* Selected text:
Originally published Wednesday, December 10, 2008 at 12:00 AM
Audit leads to enrollment halt in research at veterans hospital
The VA Puget Sound Health Care System has stopped enrolling new patients for all its medical research after a federal audit found deficiencies in the documentation of safeguards for patient safety.
Seattle Times health reporter
The veterans hospital in Seattle has halted all new enrollments in research involving human subjects after a federal audit found that patient safeguards weren't properly documented.
The decision — which applies to about 600 studies being conducted at the veterans hospital and the University of Washington — could delay the work of some researchers by weeks or longer, in some cases forcing them to turn to minor but still research-related tasks to avoid running afoul of the conditions of their research grants.
Researchers also will be barred from analyzing or publishing their data at the veterans hospital without a special waiver.

* The problem: Copy out the veterans hospital research news article word for word.

* Data:
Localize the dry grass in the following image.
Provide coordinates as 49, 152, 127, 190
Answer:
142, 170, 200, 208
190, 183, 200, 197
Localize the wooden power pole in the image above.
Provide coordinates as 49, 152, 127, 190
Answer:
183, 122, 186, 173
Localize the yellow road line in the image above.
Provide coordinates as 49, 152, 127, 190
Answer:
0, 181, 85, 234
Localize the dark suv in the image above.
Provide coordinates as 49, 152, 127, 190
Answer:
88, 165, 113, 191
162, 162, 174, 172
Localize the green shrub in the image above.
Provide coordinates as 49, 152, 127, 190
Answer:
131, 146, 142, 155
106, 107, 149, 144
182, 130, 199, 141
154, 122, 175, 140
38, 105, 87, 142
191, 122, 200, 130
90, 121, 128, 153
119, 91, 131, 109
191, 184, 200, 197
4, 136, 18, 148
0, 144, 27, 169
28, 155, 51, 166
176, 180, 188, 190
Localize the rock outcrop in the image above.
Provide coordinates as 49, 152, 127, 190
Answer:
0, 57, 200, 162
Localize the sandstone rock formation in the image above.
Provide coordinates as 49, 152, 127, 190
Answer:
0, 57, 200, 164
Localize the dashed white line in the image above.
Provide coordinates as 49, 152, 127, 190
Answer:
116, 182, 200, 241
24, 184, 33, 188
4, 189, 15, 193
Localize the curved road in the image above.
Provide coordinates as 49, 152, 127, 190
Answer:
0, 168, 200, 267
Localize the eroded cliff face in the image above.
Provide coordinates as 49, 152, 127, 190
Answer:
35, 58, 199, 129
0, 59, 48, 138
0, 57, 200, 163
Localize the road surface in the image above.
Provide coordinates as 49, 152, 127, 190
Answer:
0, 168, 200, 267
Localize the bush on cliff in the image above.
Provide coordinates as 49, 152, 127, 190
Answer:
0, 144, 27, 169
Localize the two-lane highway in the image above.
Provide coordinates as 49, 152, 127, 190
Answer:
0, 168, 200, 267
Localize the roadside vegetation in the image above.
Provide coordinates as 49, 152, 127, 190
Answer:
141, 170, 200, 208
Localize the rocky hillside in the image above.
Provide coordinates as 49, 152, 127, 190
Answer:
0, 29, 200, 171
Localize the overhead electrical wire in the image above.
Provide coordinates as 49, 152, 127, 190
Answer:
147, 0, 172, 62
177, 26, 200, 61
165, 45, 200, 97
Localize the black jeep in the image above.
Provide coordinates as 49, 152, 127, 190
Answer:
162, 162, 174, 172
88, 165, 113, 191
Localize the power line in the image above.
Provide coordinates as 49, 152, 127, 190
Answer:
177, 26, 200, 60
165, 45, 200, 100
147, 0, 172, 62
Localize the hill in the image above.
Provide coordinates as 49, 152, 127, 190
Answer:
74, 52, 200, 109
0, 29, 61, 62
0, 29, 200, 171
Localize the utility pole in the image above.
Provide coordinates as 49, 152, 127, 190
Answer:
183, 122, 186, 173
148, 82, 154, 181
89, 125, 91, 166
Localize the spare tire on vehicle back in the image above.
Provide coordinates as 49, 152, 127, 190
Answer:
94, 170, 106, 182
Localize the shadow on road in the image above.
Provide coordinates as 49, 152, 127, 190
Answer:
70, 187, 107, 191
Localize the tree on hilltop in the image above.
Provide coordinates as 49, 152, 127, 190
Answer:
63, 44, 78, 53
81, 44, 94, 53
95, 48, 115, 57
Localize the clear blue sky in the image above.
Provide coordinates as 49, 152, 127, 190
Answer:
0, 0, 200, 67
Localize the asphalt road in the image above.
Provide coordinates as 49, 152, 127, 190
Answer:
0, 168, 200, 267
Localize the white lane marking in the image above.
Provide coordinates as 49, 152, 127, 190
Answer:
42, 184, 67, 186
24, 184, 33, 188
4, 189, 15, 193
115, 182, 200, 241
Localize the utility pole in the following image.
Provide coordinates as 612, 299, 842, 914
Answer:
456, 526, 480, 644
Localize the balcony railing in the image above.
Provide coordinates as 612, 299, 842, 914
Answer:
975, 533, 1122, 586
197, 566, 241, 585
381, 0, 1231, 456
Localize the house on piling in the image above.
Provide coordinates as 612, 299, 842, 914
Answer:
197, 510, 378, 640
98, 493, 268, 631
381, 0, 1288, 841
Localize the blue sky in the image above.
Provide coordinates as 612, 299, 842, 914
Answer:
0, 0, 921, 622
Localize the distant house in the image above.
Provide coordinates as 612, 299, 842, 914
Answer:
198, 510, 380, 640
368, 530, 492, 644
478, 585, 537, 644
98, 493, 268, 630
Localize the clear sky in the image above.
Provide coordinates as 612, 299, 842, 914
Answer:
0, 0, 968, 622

* Solution to this problem:
Originally published Wednesday, December 10, 2008 at 12:00 AM
Audit leads to enrollment halt in research at veterans hospital
The VA Puget Sound Health Care System has stopped enrolling new patients for all its medical research after a federal audit found deficiencies in the documentation of safeguards for patient safety.
Seattle Times health reporter
The veterans hospital in Seattle has halted all new enrollments in research involving human subjects after a federal audit found that patient safeguards weren't properly documented.
The decision — which applies to about 600 studies being conducted at the veterans hospital and the University of Washington — could delay the work of some researchers by weeks or longer, in some cases forcing them to turn to minor but still research-related tasks to avoid running afoul of the conditions of their research grants.
Researchers also will be barred from analyzing or publishing their data at the veterans hospital without a special waiver.